ENUNCIADO
Indique todas as linhas abaixo que contêm a palavra "blurred", copiando cada uma por inteiro. Maiúsculas e minúsculas devem ser diferenciadas.

Entradas extraídas de uma coleção:

○ ○ ○

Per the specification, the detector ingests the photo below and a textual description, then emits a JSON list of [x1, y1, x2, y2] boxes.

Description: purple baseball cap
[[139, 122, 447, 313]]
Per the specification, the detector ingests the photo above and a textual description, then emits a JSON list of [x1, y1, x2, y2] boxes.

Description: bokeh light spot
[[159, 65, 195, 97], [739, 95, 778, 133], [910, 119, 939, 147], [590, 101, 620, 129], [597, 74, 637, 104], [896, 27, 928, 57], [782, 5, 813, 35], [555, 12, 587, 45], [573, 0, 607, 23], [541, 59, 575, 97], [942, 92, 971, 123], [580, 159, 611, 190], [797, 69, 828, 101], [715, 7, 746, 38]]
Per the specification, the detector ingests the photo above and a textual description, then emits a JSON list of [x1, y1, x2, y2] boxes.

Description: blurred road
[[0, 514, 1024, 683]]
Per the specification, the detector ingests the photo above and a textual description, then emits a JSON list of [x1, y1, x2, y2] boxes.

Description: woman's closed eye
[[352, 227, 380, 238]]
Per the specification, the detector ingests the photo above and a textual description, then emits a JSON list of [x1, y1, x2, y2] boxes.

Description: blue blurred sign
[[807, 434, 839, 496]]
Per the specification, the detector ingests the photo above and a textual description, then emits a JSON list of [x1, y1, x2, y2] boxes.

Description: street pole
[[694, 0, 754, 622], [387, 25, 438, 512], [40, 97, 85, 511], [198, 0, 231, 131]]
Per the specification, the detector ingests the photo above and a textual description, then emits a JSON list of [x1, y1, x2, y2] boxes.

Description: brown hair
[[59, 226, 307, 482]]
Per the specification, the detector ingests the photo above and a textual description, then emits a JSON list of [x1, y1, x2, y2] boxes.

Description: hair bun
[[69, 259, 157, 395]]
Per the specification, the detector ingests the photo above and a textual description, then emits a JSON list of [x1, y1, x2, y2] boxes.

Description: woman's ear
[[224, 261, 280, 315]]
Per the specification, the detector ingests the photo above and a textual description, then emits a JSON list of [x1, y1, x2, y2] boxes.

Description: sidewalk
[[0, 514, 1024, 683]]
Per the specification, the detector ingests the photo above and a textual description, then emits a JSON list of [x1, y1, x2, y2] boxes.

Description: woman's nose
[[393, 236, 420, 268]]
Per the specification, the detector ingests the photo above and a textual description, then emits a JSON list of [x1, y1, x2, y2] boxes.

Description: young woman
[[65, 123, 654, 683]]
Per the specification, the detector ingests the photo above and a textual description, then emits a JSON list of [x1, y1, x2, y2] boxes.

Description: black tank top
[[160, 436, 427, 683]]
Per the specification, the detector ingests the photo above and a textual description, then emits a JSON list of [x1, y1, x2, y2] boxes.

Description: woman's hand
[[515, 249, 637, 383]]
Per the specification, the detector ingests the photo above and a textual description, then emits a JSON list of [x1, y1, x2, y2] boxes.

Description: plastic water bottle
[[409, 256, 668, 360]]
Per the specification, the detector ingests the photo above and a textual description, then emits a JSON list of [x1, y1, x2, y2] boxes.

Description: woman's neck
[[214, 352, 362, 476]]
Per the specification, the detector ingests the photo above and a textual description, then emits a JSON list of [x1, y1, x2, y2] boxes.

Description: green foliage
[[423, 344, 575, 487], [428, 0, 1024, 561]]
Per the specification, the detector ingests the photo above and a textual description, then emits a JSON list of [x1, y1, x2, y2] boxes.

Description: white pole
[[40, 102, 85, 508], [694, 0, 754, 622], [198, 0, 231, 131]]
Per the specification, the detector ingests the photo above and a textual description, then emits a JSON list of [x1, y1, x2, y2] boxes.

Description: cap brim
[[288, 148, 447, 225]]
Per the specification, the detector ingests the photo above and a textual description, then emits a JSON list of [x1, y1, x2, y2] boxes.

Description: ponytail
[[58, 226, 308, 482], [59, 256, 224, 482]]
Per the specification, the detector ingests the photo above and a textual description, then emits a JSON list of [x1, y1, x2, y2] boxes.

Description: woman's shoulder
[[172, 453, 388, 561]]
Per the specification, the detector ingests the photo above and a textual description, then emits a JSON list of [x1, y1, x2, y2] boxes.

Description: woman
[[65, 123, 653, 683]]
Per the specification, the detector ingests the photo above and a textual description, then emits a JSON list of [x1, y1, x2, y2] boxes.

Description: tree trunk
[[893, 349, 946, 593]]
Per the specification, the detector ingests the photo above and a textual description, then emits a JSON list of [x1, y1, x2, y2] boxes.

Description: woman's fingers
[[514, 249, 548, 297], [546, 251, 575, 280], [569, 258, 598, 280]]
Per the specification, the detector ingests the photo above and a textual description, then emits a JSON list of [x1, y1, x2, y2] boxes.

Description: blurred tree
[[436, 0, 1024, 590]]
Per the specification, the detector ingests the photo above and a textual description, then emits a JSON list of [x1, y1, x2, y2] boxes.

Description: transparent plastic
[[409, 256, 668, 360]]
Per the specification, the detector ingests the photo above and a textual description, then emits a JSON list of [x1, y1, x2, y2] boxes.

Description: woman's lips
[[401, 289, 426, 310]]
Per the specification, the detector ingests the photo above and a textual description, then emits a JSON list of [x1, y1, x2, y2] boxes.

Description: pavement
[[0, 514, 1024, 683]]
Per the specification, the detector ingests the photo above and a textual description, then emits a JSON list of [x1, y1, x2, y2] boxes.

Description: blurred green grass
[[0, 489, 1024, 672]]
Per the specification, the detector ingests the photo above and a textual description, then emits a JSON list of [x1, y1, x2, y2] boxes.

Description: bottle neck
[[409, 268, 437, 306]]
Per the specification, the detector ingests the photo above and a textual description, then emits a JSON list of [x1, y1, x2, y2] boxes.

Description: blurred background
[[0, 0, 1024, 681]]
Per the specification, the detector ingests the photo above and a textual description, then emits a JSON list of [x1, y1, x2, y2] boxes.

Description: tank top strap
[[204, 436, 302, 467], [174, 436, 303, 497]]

○ ○ ○

RESPOSTA
Description: blurred road
Description: blue blurred sign
Description: blurred tree
Description: blurred green grass
Description: blurred background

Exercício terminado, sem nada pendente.